**DATA RECORDS:**

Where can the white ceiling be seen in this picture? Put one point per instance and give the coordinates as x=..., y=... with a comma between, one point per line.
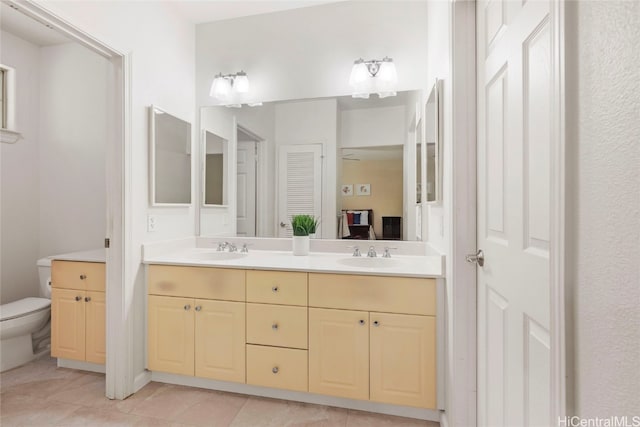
x=27, y=28
x=216, y=10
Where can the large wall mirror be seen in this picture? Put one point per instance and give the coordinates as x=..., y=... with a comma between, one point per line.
x=350, y=162
x=433, y=145
x=170, y=159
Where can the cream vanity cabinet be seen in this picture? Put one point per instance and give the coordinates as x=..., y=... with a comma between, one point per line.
x=196, y=321
x=277, y=329
x=78, y=314
x=373, y=337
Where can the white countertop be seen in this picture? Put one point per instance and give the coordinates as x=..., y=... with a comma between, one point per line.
x=319, y=262
x=95, y=255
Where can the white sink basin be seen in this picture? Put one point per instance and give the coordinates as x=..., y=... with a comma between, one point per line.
x=213, y=255
x=366, y=262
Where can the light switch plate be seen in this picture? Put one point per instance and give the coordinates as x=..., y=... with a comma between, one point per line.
x=151, y=223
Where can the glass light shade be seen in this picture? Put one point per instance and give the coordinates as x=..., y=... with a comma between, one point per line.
x=241, y=83
x=387, y=73
x=359, y=74
x=220, y=89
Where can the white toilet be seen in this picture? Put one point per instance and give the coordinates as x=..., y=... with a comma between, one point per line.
x=24, y=324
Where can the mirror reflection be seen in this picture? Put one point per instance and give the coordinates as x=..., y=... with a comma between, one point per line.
x=351, y=163
x=215, y=149
x=170, y=149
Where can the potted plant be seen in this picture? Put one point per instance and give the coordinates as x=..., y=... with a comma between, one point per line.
x=302, y=226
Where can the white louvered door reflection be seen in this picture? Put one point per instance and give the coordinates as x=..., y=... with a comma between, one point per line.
x=299, y=184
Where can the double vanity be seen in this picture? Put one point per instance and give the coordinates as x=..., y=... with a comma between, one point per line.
x=326, y=328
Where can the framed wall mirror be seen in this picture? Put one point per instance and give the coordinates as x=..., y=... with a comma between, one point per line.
x=350, y=162
x=433, y=146
x=169, y=159
x=214, y=169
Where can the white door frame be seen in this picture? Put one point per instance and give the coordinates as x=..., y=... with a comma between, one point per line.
x=119, y=326
x=461, y=408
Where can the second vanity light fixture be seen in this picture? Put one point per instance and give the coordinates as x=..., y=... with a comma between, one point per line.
x=373, y=76
x=231, y=89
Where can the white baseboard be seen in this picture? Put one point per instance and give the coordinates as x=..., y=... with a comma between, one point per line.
x=83, y=366
x=381, y=408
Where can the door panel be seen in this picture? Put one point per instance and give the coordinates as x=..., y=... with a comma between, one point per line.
x=96, y=338
x=68, y=324
x=339, y=353
x=246, y=189
x=516, y=47
x=170, y=336
x=403, y=359
x=220, y=340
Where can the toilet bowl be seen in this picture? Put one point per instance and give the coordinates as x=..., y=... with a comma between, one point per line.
x=21, y=320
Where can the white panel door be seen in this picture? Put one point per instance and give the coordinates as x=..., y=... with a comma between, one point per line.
x=516, y=45
x=299, y=184
x=246, y=189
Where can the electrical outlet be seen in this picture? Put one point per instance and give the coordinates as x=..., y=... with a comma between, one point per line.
x=151, y=223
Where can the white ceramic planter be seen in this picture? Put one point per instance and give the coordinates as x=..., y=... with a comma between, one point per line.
x=301, y=245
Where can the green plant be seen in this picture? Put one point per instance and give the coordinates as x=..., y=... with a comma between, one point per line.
x=303, y=225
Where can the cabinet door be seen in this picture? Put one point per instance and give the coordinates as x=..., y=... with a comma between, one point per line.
x=68, y=324
x=339, y=353
x=96, y=348
x=220, y=340
x=403, y=359
x=170, y=335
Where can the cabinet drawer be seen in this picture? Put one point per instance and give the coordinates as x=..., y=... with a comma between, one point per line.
x=277, y=287
x=373, y=293
x=196, y=282
x=277, y=325
x=277, y=367
x=88, y=276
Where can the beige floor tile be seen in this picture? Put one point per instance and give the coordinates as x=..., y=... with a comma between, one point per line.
x=216, y=410
x=368, y=419
x=169, y=402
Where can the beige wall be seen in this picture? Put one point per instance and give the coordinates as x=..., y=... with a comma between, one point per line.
x=385, y=177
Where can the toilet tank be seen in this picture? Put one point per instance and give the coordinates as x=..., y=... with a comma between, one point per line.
x=44, y=272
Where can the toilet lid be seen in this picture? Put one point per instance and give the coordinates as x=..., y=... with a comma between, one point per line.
x=22, y=307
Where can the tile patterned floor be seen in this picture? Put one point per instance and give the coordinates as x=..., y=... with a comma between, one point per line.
x=39, y=394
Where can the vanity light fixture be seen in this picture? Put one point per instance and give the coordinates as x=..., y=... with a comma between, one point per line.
x=231, y=89
x=373, y=76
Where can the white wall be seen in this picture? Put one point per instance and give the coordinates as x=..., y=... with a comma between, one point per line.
x=309, y=52
x=313, y=122
x=72, y=141
x=19, y=191
x=162, y=48
x=603, y=207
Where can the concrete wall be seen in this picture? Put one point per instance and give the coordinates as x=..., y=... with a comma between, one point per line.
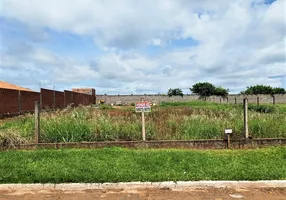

**INSTRUCTION:** Rewrite all of the material above, replacing "Put one point per instance" with "Place a single point on each instance" wherever it occurs and leaving everything else unchanged; omit the pictures.

**EXERCISE ANSWER:**
Where can the white ceiling be seen in this picture? Place a single point on each instance and give the coordinates as x=..., y=... with a comma between, one point per line.
x=27, y=28
x=216, y=10
Where can the large wall mirror be seen in this picture? Place a single point on each instance and give the coordinates as x=..., y=... with a comma between, one point per line.
x=350, y=162
x=433, y=145
x=170, y=159
Where can the cream vanity cabinet be seen in this picture? Place a single point on each instance and give the coordinates as x=..., y=... with a comma between, one point per line.
x=196, y=321
x=277, y=329
x=78, y=314
x=373, y=337
Where can the white countertop be seen in this picture? Place a single point on each instance and give the coordinates as x=..., y=... with a comma between, one point per line.
x=319, y=262
x=95, y=255
Where can the white sink basin be seen in this picture? Place a single point on each instance and give the coordinates as x=..., y=... with a comma between, one point per line.
x=213, y=255
x=366, y=262
Where can the light switch plate be seen in this picture? Place a single point on each instance and give the coordinates as x=..., y=... with a comma between, one point per line.
x=151, y=223
Where can the glass light shade be seen in this picture? Place a single point on each instance and give the coordinates as x=..., y=... with a comma between, one point per line.
x=241, y=83
x=387, y=73
x=359, y=74
x=220, y=89
Where can the white toilet be seen in this picture? Place a single point on each instance and give the coordinates as x=..., y=... with a comma between, one point per line.
x=24, y=324
Where can the mirror reflection be seen in this picture? Place a single point on each instance and give the coordinates as x=..., y=... with a comma between, one point per line.
x=351, y=163
x=215, y=149
x=170, y=149
Where can the potted plant be seen in this picture? Place a single point on each instance and give the coordinates as x=..., y=... with a comma between, one point per line.
x=302, y=226
Where can the white louvered door reflection be seen in this picture? Place a single point on each instance and give the coordinates as x=..., y=... with a comma between, one point per line.
x=299, y=184
Where can the double vanity be seen in this picture? Place a single point on each instance and give the coordinates as x=..., y=... with a comma between, one point per line.
x=326, y=328
Where can the framed wall mirror be seen in this picture? Place a single point on each instance and give the coordinates as x=..., y=... with a comma between, one point per line.
x=350, y=162
x=433, y=146
x=169, y=159
x=214, y=169
Where can the white door frame be seen in this picture? Place a single point on each instance and give the coordinates as x=..., y=... with a comma between, one point per line.
x=119, y=326
x=461, y=408
Where can the second vanity light fixture be seen in this picture? Place a single point on each instance and give the coordinates as x=..., y=... with a comma between, one point per line.
x=373, y=76
x=231, y=89
Where can the white baseboard be seen in this picture? Place a single point on each instance and give the coordinates as x=..., y=... with a comma between, one point per line.
x=83, y=366
x=381, y=408
Where can the door panel be seen in this picture? Place a single point on each instance and give the coordinates as x=..., y=... with a comma between, one point per line.
x=96, y=338
x=68, y=324
x=339, y=353
x=246, y=189
x=516, y=47
x=170, y=336
x=403, y=359
x=220, y=340
Where can the toilet bowl be seen in this picture? Place a single point on each instance and give the coordinates as x=..., y=... with a comma between, one point per line.
x=21, y=320
Where can the white panel door be seen in this picture? Place a single point on each instance and give the coordinates as x=..., y=... with a comma between, one point per line.
x=516, y=45
x=299, y=184
x=246, y=189
Where can the electrical outlet be seen in this picture? Place a single point on each instance and give the coordinates as x=..., y=... with a comma between, one point per line.
x=151, y=223
Where can the white ceramic planter be seen in this picture? Place a single point on each instance and give the coordinates as x=..., y=... with a comma between, one point per line.
x=301, y=245
Where can the green plant be seen in this picture? Place a single point on each instance and give the coordinates as x=..., y=... with a comma between, one point per line.
x=303, y=225
Where can the cabinet door be seen in this picture? Place a single point on each instance and give the coordinates as x=..., y=... with a comma between, one point per line.
x=68, y=324
x=339, y=353
x=96, y=348
x=220, y=340
x=403, y=359
x=170, y=335
Where can the cabinet drawer be seen in this picture? Place a single point on each instance and give the coordinates as x=..., y=... with a comma between, one point per line.
x=277, y=287
x=373, y=293
x=196, y=282
x=277, y=325
x=277, y=367
x=88, y=276
Where can the beige floor tile be seen in this picture? Place a single point on each instance and give the coordinates as x=..., y=... with a comma between, one point per line.
x=216, y=410
x=368, y=419
x=169, y=402
Where can the beige wall be seen in this picture? Place a single point on each instance and give the coordinates as x=..., y=... with a comma between, one point per line.
x=385, y=177
Where can the toilet tank be seen in this picture? Place a single point on each instance and give the coordinates as x=..., y=... with a comma between, one point per line.
x=44, y=272
Where can the toilet lid be seen in this picture? Place a single point on each instance and give the coordinates as x=..., y=... with a comma between, one point per line.
x=22, y=307
Where can the tile patterned floor be seen in this picture? Place a single point on each instance and give the coordinates as x=..., y=... with a comma between, one point per line.
x=39, y=394
Where can the vanity light fixture be seen in this picture? Place a single point on each instance and give the coordinates as x=..., y=... with a comma between, one point per line.
x=231, y=89
x=373, y=76
Where can the white wall be seen in this picture? Place a single point on each instance and give the coordinates as x=..., y=... with a comma between, one point per line.
x=309, y=52
x=313, y=122
x=72, y=141
x=19, y=191
x=162, y=48
x=603, y=207
Where can the concrete wall be seen in this picture? Place a single point on each instance and give the coordinates as x=..., y=... with a comma between, one point per line.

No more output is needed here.